Please print every line from the one containing "TARGET = yellow stripe on sign" through the last line of the records below, exactly as written and nothing more.

[start Exercise inputs]

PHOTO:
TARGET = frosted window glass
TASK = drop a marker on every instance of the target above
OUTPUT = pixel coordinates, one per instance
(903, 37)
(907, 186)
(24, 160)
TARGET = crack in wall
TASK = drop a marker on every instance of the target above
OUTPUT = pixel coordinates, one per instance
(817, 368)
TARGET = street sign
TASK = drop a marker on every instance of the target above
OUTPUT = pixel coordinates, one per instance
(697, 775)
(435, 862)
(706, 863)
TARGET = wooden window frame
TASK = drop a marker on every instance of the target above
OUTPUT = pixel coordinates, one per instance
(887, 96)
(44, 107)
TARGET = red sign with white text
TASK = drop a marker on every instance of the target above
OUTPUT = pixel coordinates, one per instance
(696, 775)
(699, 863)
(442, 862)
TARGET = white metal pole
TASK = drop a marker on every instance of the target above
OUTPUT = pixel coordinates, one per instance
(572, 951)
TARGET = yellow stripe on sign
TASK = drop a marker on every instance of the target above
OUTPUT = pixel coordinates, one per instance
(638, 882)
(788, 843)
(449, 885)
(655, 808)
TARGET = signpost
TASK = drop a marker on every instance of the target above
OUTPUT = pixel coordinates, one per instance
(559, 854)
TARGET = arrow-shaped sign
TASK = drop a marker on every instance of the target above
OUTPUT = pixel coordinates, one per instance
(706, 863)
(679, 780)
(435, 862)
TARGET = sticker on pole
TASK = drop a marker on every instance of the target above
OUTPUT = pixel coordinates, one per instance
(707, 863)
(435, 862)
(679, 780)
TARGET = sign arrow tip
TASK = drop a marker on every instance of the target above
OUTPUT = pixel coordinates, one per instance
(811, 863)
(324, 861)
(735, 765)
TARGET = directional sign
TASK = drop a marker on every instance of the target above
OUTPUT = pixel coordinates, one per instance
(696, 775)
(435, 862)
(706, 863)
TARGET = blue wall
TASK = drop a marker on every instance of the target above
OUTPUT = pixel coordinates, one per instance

[end Exercise inputs]

● Response to the task
TARGET = yellow stripe on sign
TASK = drop a marker on every instance of the target above
OUTPUT = pixel coordinates, one per instance
(638, 882)
(788, 843)
(449, 885)
(655, 808)
TARGET = signpost
TASK = drop a marker on every instance of the target above
OUTPUT = pixel coordinates, one per instance
(559, 854)
TARGET = arrow-shaped sign
TASK = drop a marker on every instance of the target above
OUTPUT = pixel coordinates, one per instance
(706, 863)
(679, 780)
(435, 862)
TARGET = sticker on pole
TASK = drop a marker on every instance of the target above
OUTPUT = pixel coordinates, one per instance
(707, 863)
(435, 862)
(679, 780)
TARGET = sign arrow tip
TASK = drop a marker on every instance of the target above
OUTPUT = pixel coordinates, one per instance
(811, 863)
(324, 861)
(735, 765)
TARGET = directional sign
TASK = drop a marker on every instance of the target above
OUTPUT = pixel coordinates, one per instance
(696, 775)
(435, 862)
(706, 863)
TARGET = blue wall
TASK = drop a marker on every instance of the target above
OUTPUT = pixel coordinates, one per instance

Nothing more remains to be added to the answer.